Extract the passage from the article on the Senate Finance Committee's vote on Xavier Becerra, starting with "The Senate Finance" and going on through "a confirmation vote.", copying it word for word.
===== EXTRACT PROVIDED
The Senate Finance Committee on Wednesday split evenly along party lines on whether to advance Xavier Becerra for Health and Human Services secretary, leaving it to Majority Leader Chuck Schumer to bring the nomination up for a full Senate vote.
The 14-14 tally reflected the sharp partisan divisions around Becerra, now California’s attorney general, who’s drawn fire from conservatives eager to make his confirmation a political liability for Democrats facing reelection next year.
He is the first of President Joe Biden’s Cabinet nominees not to be favorably reported out of committee, which will force Democrats to bring up a motion to discharge his nomination and hold an additional four hours of debate before a confirmation vote.
The Senate’s ongoing work on Biden’s $1.9 trillion Covid relief bill and a pile-up of other nominees awaiting confirmation complicates the timeline for Becerra — particularly if Vice President Kamala Harris needs to be on hand to break a tie.
A senior Senate GOP aide said the deadlocked committee vote amounted to a victory, because Finance Republicans Bill Cassidy and Chuck Grassley usually are inclined to give deference to presidential nominees.
Still, barring any unexpected Democratic defections, Becerra is likely to be confirmed as early as next week. A Democratic leadership aide told POLITICO that they “remain optimistic” and want to move on Becerra’s confirmation as soon as possible due to the urgency of staffing up the health agency at the center of the government’s pandemic response.
White House press secretary Jen Psaki said Wednesday that the administration “remains confidently behind” Becerra and understood that not every Cabinet official would receive sweeping support.
The Finance Committee’s ranking Republican, Mike Crapo of Idaho, vowed Wednesday to work with Becerra on less contentious issues, such as telehealth and securing Medicare’s finances, if he’s confirmed. But he and other Republicans criticized Becerra’s lack of health policy expertise in arguing he was the wrong pick to lead the sprawling federal health department during a pandemic.
==========
===== STORED DATA
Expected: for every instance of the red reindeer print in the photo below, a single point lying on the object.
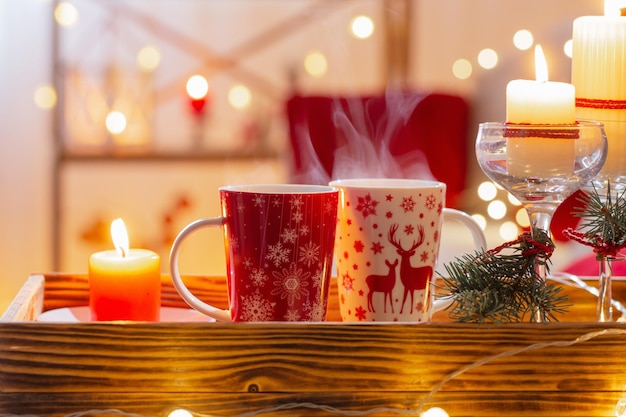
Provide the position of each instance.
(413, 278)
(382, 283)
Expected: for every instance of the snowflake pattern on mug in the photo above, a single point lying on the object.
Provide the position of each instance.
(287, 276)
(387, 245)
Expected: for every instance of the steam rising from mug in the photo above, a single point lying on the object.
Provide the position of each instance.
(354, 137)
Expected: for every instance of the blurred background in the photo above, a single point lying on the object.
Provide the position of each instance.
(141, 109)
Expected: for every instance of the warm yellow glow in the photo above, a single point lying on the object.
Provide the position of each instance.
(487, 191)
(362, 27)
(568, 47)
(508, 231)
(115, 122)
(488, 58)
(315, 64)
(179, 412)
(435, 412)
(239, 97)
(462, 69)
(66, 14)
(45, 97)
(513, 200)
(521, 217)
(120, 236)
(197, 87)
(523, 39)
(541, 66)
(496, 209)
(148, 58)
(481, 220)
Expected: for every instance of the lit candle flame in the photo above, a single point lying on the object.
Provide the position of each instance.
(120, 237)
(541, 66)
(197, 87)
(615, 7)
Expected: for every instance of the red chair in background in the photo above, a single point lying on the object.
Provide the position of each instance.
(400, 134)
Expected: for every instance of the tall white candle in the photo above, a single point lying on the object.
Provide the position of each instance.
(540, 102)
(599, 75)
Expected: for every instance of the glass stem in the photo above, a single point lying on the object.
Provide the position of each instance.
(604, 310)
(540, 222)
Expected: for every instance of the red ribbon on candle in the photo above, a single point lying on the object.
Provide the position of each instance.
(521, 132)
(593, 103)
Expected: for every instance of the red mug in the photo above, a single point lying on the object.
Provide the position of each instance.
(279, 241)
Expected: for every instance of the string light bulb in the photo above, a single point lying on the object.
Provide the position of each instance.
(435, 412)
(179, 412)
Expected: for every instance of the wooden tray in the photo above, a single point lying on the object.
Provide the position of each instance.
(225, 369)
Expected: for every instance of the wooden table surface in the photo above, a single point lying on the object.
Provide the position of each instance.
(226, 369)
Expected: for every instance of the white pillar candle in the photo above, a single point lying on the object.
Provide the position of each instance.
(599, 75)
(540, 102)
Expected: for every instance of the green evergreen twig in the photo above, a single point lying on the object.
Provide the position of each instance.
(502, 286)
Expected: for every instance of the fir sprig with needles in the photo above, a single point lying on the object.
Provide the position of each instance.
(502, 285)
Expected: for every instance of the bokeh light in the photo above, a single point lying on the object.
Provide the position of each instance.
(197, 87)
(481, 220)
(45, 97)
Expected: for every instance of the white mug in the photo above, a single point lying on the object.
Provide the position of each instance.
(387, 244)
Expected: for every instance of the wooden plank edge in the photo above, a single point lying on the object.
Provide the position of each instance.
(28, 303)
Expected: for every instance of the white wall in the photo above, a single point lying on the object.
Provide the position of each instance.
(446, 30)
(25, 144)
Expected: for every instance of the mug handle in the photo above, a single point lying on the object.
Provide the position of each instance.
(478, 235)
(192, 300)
==========
===== STORED DATA
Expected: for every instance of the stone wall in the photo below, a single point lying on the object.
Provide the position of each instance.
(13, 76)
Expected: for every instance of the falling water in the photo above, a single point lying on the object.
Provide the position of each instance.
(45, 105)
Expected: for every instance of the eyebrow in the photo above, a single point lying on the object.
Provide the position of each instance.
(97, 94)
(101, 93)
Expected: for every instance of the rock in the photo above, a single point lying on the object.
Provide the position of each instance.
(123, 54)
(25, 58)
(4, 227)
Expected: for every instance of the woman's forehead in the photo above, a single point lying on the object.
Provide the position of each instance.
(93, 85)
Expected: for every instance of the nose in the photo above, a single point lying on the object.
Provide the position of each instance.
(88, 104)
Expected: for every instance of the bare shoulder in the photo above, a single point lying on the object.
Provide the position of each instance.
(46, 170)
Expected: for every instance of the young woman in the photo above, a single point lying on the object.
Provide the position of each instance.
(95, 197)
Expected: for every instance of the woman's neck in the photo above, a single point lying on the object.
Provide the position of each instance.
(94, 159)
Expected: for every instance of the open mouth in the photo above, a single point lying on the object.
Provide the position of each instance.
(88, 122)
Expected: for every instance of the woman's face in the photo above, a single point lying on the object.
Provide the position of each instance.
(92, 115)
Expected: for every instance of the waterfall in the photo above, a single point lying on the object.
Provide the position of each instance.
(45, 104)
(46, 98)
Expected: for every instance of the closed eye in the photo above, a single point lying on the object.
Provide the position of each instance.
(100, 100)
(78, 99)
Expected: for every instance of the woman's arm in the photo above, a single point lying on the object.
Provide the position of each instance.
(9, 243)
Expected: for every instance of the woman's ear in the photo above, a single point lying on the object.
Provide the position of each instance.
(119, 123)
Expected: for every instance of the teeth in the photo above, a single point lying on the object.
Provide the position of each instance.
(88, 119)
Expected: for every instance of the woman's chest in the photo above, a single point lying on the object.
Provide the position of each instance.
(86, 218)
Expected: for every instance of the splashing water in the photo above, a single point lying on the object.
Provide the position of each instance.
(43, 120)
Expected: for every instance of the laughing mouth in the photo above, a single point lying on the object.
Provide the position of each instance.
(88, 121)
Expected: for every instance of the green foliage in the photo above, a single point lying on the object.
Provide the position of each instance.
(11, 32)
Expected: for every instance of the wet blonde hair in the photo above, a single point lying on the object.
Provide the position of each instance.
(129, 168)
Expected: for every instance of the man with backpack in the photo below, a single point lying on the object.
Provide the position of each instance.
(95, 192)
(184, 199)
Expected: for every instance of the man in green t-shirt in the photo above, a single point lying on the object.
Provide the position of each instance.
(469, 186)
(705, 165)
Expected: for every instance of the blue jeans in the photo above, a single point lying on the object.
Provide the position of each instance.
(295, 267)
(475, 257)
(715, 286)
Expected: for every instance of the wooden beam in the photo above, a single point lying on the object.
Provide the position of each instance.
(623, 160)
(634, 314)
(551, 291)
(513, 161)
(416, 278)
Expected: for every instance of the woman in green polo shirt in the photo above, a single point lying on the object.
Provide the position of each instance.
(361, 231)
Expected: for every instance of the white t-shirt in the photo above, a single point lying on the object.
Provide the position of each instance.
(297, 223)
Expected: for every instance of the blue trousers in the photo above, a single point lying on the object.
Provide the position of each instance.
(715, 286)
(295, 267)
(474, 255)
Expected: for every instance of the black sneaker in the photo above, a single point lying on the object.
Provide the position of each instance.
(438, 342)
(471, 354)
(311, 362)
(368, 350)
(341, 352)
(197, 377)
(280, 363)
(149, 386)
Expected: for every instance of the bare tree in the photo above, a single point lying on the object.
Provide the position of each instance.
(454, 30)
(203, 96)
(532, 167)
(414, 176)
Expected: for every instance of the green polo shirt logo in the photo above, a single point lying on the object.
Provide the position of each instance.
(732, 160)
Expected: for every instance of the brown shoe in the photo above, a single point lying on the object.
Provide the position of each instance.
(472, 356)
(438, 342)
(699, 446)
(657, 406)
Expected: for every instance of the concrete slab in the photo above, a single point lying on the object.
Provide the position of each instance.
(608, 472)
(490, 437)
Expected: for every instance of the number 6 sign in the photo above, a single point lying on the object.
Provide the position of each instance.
==========
===== STORED DATA
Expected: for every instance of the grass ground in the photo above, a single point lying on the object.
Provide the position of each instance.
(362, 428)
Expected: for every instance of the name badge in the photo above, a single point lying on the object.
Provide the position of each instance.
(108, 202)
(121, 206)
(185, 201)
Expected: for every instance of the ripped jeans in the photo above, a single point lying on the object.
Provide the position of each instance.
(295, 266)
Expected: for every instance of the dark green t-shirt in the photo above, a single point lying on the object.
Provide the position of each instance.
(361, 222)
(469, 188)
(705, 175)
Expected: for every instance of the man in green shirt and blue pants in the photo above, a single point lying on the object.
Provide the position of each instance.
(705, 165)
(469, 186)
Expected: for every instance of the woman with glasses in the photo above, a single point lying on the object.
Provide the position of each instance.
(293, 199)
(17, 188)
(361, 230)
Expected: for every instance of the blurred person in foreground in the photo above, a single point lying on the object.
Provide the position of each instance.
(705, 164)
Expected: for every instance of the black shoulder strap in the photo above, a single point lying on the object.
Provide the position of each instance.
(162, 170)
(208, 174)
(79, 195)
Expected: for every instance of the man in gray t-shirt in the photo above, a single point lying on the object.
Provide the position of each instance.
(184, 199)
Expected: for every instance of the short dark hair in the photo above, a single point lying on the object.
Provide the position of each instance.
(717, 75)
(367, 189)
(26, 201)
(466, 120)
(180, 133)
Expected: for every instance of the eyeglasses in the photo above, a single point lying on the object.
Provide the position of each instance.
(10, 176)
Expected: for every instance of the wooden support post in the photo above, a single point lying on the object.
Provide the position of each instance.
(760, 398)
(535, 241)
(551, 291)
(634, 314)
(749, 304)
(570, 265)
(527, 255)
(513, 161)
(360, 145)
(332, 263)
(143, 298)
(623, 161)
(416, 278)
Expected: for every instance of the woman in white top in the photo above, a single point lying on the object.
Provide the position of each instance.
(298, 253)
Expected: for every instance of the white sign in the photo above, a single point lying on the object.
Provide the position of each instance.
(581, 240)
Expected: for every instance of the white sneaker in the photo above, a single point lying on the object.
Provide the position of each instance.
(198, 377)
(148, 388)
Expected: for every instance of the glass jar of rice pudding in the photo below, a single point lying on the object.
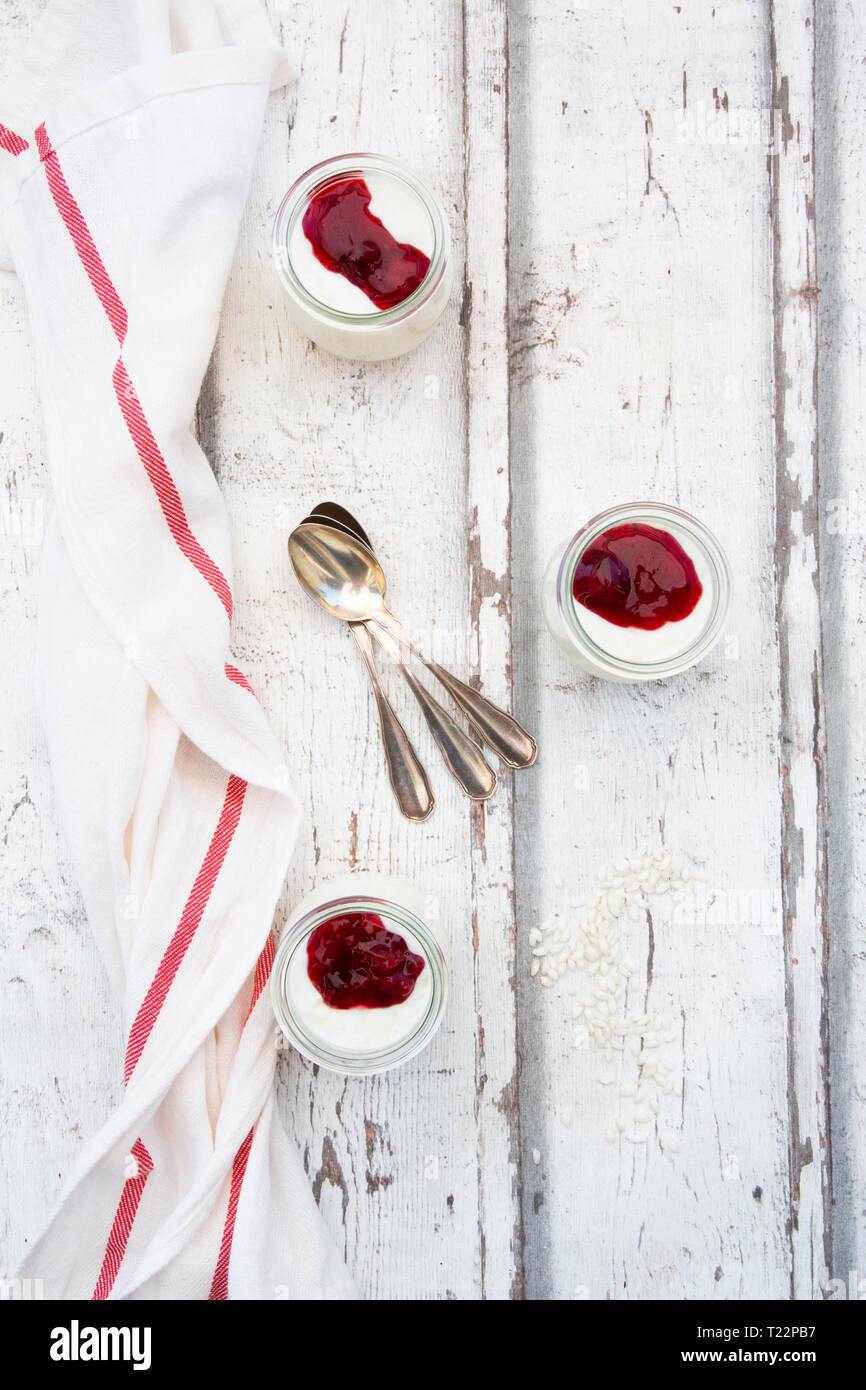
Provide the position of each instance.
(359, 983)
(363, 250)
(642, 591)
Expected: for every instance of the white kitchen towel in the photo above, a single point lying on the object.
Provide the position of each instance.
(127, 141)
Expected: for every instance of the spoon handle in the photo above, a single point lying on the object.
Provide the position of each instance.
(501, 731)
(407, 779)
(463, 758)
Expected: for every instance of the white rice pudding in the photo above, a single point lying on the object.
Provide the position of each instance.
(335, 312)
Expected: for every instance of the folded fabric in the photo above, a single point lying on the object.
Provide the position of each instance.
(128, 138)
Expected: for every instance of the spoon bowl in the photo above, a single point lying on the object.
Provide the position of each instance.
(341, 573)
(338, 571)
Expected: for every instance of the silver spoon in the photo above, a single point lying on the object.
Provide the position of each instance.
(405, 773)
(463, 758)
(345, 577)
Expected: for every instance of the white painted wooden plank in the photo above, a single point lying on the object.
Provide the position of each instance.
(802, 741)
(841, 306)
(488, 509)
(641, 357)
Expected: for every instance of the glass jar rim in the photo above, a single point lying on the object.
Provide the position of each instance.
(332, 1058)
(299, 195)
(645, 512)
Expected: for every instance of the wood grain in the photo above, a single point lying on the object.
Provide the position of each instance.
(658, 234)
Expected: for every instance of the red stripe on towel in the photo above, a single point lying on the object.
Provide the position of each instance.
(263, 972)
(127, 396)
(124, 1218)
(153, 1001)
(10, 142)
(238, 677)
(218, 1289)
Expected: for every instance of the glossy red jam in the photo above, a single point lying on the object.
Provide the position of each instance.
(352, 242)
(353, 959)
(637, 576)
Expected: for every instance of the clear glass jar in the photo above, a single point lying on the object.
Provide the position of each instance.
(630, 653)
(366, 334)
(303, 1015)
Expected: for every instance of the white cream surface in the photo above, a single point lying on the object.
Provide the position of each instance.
==========
### TASK SOLUTION
The Senate Finance Committee on Wednesday split evenly along party lines on whether to advance Xavier Becerra for Health and Human Services secretary, leaving it to Majority Leader Chuck Schumer to bring the nomination up for a full Senate vote.
The 14-14 tally reflected the sharp partisan divisions around Becerra, now California’s attorney general, who’s drawn fire from conservatives eager to make his confirmation a political liability for Democrats facing reelection next year.
He is the first of President Joe Biden’s Cabinet nominees not to be favorably reported out of committee, which will force Democrats to bring up a motion to discharge his nomination and hold an additional four hours of debate before a confirmation vote.